* BEGIN Passage shown *

Mariya Abdulkaf in her East-Williamsburg Neighborhood.

It was the end of the school day when seventh grader Mariya Abudulkaf and her classmates hurried on the school bus. The “cheese bus”, as they call it, packed several dozen students as they escaped the confines of education, all excited to go home.

Abdulkaf said a boy on whom she had a crush — sat behind her on the bus with his friend. While on their ride home, Abdulkaf recalls an exchange in which it was clear that her crush had discovered that she liked him. The boy told his friends that he also liked her and thought she was pretty. And then her crush’s friend replied back to him and said, “but she’s black.”

Abdulkaf’s crush and his friend were white.

Now 26, Abdulkaf sat cozily in an armless tan loveseat opposite her crackle-free electric fireplace in the 3-bedroom East-Williamsburg apartment she shares with two other women. She conjured that memory on the bus in middle school with a mix of confusion and sadness. Even as a middle school student, she said the statement “was so odd” to her back then.

* END Passage shown *
* BEGIN Record list *

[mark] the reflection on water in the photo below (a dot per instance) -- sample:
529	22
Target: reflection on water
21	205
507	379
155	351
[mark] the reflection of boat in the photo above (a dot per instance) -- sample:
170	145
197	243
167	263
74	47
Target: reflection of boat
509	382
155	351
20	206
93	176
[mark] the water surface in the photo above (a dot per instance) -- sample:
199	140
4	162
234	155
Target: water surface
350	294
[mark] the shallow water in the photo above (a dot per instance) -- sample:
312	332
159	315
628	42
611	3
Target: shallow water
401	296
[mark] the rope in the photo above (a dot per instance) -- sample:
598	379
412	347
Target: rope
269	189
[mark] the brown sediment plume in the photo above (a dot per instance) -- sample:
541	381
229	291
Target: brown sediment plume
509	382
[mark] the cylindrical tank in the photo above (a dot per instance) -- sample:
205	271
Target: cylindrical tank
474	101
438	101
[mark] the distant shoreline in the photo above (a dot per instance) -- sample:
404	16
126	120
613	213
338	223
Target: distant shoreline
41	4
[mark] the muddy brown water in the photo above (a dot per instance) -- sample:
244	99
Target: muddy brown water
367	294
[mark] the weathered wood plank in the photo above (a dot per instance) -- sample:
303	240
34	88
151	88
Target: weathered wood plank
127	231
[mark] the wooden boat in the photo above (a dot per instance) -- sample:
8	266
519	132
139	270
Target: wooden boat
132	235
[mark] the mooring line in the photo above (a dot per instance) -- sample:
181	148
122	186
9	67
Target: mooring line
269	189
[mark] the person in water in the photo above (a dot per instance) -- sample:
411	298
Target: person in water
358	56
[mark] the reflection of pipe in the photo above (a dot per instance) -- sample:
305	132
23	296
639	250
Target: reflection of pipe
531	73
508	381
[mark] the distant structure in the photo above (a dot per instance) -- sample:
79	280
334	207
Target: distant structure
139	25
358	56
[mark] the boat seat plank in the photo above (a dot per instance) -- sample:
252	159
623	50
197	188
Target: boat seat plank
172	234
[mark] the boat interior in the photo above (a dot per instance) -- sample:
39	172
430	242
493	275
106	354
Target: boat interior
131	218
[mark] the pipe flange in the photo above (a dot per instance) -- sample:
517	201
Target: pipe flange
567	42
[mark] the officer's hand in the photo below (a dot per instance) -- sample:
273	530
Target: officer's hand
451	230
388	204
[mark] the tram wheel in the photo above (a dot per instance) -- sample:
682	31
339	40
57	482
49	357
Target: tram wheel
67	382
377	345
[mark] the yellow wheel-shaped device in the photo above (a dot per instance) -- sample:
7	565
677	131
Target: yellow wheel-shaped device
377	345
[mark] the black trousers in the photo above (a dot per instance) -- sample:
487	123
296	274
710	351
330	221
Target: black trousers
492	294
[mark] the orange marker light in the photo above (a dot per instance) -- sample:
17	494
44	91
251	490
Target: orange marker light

* END Record list *

• _Work to do_:
Answer these questions about the passage on Mariya Abdulkaf:
1. What nickname do the students give the school bus?
2. What grade was Abdulkaf in when the exchange on the bus happened?
3. How many other women share her East-Williamsburg apartment?

• _In response_:
1. The "cheese bus"
2. Seventh grade
3. Two